_Quoted passage_
+++

The *Exact* Skin-Care Routine to Follow in a Dry Climate

Photo: Stocksy/Jesse Morrow

Despite all the glory in its #99Days, the summer can introduce new problems into your skin-care routine. I'm talking about chlorine on your skin and hair and a heightened risk of a sunburn, for starters—but then there's the whole factor of being in an arid state. Dry climates can also be tough on your complexion and lead to serious dryness (I'm getting thirsty just thinking about it).

"Dry climates exaggerate the appearance of lines and wrinkles and rough texture," says Loretta Ciraldo, MD FAAD, dermatologist and co-founder of her eponymous skin-care line. "For those of us who don't live in drier climates, think of your hands in mid-winter (when ambient humidity is at its lowest). Typically they look lined, red, and rough." That's what can happen to your skin when the humidity is zilch.

+++

[Stored data entries]
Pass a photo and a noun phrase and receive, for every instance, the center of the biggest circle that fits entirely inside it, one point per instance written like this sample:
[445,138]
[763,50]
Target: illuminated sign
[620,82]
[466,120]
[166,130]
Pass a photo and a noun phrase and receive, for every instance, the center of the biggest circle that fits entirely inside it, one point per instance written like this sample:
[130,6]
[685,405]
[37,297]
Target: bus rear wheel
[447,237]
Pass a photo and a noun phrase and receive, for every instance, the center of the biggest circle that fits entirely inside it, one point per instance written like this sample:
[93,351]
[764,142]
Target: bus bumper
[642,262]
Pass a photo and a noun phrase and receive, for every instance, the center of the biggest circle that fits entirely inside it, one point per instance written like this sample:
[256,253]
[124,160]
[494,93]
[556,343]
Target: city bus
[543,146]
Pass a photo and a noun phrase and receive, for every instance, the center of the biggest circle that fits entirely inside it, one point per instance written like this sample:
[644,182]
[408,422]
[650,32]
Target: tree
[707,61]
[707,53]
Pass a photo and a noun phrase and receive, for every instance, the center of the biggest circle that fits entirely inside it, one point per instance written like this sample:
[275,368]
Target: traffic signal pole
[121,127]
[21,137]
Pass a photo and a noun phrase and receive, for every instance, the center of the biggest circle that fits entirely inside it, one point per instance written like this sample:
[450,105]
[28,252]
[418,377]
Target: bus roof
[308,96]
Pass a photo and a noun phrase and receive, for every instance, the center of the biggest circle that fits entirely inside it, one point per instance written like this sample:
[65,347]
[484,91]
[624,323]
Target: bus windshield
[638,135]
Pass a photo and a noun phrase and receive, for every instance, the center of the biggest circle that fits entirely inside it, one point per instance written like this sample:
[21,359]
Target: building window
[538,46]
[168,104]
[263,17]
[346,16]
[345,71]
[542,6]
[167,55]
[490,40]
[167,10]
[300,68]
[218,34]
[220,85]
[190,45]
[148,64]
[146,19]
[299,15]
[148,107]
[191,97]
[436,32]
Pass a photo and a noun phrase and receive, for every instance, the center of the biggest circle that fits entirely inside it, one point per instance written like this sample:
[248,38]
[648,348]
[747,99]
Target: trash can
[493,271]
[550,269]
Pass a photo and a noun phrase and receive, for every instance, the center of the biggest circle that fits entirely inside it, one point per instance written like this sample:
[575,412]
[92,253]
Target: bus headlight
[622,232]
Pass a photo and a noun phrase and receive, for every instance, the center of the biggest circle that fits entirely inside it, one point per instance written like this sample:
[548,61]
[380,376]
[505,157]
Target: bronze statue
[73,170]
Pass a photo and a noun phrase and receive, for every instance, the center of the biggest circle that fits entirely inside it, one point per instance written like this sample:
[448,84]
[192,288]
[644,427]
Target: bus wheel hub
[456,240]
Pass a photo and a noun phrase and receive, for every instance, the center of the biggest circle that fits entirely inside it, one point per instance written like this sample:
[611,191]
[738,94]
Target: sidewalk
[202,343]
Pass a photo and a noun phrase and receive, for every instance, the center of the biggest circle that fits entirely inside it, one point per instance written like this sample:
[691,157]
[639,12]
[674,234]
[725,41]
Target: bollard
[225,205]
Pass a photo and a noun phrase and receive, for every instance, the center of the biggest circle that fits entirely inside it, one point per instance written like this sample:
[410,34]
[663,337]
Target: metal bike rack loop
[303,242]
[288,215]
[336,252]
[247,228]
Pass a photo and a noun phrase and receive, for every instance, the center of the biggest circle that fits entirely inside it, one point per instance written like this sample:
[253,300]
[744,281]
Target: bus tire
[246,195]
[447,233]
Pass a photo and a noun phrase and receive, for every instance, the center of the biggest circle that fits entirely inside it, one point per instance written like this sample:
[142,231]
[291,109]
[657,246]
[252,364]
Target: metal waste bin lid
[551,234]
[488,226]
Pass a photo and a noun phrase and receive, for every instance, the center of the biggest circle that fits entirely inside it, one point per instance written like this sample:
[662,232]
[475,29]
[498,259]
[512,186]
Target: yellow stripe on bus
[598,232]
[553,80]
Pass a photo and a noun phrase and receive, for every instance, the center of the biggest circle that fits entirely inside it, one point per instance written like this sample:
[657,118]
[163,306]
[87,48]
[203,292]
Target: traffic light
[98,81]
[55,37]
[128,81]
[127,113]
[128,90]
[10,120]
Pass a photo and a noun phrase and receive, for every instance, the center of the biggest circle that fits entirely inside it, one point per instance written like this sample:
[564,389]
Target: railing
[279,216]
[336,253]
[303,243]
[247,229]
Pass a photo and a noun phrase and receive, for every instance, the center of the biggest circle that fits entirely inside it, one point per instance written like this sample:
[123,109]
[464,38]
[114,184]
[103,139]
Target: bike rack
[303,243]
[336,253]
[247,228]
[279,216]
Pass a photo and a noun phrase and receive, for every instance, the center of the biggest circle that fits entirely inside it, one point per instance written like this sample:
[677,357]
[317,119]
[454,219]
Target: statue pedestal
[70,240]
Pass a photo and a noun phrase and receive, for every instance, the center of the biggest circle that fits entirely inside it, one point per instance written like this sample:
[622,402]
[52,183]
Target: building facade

+++

_Task item A_
Print the passage of the dry-climate skin-care article starting with "The *Exact* Skin-Care" and going on through "humidity is zilch.".
_Task item B_
In the dry-climate skin-care article, why does Ciraldo ask readers to picture their hands in mid-winter? Answer in one to three sentences.

_Written solution A_
The *Exact* Skin-Care Routine to Follow in a Dry Climate

Photo: Stocksy/Jesse Morrow

Despite all the glory in its #99Days, the summer can introduce new problems into your skin-care routine. I'm talking about chlorine on your skin and hair and a heightened risk of a sunburn, for starters—but then there's the whole factor of being in an arid state. Dry climates can also be tough on your complexion and lead to serious dryness (I'm getting thirsty just thinking about it).

"Dry climates exaggerate the appearance of lines and wrinkles and rough texture," says Loretta Ciraldo, MD FAAD, dermatologist and co-founder of her eponymous skin-care line. "For those of us who don't live in drier climates, think of your hands in mid-winter (when ambient humidity is at its lowest). Typically they look lined, red, and rough." That's what can happen to your skin when the humidity is zilch.

_Written solution B_
Mid-winter is when ambient humidity is at its lowest, and hands then typically look lined, red, and rough. That shows what can happen to skin when humidity is near zero, as in a dry climate.